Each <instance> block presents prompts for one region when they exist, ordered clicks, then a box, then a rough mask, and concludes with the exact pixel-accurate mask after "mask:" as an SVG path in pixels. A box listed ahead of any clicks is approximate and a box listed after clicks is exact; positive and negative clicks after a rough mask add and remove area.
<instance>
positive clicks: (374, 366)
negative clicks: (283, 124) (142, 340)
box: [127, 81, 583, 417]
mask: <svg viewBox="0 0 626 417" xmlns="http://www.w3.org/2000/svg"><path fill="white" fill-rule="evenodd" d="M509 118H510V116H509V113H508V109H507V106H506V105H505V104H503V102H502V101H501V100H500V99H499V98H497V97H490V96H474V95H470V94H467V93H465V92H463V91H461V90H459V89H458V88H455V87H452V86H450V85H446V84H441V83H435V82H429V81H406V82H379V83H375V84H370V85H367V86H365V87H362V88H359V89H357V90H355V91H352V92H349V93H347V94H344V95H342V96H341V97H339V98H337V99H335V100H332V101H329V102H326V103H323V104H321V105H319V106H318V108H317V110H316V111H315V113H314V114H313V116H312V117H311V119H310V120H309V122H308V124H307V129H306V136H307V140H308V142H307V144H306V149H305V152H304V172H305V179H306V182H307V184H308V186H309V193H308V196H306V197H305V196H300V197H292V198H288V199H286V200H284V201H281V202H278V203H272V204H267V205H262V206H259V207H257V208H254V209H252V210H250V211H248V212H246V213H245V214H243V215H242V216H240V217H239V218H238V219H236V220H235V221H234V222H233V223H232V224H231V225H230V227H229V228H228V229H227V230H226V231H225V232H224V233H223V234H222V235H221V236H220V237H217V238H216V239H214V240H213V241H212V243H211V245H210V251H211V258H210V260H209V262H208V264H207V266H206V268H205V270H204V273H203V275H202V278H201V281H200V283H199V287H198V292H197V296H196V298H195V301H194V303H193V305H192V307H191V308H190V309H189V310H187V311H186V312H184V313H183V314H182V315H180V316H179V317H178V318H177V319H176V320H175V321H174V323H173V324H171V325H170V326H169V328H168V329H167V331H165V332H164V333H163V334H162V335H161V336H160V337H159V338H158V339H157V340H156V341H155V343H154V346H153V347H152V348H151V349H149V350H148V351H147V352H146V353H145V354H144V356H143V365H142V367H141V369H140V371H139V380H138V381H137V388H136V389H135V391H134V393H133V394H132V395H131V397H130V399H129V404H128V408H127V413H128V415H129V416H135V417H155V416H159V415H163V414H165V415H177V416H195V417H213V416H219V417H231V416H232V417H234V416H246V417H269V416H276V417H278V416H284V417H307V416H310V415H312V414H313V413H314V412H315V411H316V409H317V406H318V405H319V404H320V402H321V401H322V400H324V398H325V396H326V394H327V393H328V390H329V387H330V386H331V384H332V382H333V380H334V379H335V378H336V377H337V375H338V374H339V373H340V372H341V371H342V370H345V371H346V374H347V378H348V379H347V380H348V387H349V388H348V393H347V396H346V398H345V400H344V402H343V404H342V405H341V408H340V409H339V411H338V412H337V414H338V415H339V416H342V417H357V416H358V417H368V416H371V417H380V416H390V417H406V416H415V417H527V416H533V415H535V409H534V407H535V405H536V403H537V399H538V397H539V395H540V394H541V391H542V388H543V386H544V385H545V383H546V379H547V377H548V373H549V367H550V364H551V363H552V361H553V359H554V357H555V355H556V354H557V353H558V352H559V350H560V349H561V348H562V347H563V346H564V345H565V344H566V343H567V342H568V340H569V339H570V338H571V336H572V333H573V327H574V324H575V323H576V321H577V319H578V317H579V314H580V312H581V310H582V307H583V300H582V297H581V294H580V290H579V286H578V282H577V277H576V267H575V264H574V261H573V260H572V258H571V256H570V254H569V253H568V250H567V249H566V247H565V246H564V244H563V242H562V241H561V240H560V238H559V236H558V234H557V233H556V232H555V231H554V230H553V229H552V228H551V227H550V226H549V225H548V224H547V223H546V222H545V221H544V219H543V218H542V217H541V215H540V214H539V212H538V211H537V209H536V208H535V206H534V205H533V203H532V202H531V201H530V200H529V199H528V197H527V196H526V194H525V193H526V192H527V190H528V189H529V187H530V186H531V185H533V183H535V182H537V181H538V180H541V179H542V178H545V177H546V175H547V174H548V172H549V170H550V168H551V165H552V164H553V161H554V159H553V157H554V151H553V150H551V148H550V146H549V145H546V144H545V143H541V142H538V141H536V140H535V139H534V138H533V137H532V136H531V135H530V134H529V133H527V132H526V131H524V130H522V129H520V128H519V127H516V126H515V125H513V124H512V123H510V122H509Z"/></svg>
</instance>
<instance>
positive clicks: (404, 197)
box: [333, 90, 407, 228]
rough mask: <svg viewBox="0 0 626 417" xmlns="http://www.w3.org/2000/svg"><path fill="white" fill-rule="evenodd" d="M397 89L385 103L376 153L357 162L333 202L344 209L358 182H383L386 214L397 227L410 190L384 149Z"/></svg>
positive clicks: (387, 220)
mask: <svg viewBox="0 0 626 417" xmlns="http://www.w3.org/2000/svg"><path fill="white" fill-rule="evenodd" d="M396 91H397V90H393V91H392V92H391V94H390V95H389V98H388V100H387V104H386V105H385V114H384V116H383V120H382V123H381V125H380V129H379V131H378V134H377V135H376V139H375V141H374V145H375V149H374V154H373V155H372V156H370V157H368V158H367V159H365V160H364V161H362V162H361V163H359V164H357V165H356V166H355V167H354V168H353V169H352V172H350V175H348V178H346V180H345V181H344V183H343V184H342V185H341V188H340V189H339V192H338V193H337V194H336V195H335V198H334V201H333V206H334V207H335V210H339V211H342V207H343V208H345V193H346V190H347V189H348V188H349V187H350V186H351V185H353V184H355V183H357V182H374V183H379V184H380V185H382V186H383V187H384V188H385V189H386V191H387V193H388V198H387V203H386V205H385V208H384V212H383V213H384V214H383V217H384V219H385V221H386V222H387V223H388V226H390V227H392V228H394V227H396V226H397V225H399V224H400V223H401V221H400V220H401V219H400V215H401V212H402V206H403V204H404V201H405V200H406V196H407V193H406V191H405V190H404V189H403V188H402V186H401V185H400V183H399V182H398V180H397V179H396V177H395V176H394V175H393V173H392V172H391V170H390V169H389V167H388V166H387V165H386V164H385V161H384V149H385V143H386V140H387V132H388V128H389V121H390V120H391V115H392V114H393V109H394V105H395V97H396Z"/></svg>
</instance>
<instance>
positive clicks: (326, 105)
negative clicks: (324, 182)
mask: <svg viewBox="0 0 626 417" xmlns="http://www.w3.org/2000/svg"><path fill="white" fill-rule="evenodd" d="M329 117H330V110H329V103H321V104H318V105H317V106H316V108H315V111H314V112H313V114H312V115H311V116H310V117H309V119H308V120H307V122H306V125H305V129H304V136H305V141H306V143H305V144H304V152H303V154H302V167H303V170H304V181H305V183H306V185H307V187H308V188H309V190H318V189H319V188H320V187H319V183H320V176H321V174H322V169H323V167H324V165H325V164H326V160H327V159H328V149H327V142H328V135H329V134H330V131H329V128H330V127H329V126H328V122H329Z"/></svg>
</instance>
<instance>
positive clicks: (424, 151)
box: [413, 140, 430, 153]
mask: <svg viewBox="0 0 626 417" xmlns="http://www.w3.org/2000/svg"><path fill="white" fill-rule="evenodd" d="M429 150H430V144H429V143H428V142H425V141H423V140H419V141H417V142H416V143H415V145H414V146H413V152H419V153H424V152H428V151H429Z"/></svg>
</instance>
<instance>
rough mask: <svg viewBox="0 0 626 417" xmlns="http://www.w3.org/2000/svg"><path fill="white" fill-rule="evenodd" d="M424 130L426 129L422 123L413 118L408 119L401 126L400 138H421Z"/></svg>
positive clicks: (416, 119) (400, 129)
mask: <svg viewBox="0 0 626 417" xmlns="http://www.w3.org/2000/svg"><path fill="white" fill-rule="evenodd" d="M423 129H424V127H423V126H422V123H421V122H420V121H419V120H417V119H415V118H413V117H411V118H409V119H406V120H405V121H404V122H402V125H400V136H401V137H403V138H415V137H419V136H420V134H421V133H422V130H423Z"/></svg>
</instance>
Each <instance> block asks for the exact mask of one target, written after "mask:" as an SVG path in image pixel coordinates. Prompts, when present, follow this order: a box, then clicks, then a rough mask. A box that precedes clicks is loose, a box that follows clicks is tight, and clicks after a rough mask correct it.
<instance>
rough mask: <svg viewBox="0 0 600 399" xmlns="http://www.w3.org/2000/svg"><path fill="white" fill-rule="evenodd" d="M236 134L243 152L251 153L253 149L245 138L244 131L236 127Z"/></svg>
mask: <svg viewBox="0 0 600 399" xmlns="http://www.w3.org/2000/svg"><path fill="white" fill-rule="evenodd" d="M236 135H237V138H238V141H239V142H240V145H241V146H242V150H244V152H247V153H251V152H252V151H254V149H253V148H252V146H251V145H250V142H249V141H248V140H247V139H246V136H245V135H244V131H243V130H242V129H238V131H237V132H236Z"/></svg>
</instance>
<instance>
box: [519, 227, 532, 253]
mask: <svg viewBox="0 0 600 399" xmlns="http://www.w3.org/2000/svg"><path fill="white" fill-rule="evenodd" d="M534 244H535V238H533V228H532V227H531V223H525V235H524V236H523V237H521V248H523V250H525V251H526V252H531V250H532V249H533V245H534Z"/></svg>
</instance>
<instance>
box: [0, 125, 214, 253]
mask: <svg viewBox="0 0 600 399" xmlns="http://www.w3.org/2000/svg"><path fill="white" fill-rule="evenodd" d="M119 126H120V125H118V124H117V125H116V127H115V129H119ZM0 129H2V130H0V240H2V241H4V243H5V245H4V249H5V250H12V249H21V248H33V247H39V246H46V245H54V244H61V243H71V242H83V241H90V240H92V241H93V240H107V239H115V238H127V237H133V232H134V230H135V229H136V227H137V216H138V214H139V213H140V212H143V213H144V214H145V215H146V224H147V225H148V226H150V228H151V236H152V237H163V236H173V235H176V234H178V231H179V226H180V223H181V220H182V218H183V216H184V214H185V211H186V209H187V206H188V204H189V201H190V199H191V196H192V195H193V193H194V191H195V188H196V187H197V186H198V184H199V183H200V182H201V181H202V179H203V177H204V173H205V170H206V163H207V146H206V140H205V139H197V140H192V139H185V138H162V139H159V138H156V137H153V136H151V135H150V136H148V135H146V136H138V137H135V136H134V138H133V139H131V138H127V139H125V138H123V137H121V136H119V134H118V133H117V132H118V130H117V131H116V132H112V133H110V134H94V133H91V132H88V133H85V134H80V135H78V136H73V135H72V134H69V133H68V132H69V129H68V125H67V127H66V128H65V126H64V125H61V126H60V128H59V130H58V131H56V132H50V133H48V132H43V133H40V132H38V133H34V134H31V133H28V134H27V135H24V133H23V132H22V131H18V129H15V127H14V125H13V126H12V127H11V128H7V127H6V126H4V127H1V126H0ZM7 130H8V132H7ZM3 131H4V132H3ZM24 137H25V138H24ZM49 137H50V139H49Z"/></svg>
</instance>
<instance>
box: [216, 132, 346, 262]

###

■ Task to complete:
Which lines belong in the answer? Exactly those from the first line of the entries through the line holding "negative clicks: (283, 124) (142, 340)", inclusive, copied unchanged.

■ Written solution:
Each <instance> block presents prompts for one region when they exist, ordered clicks, then a box, then a rough mask, and concludes with the exact pixel-accurate mask after "mask:" as an SVG path in pixels. A box listed ahead of any clicks is approximate and a box listed after clicks is exact; positive and negative clicks after a rough mask add and remove area.
<instance>
positive clicks: (374, 366)
negative clicks: (283, 124) (142, 340)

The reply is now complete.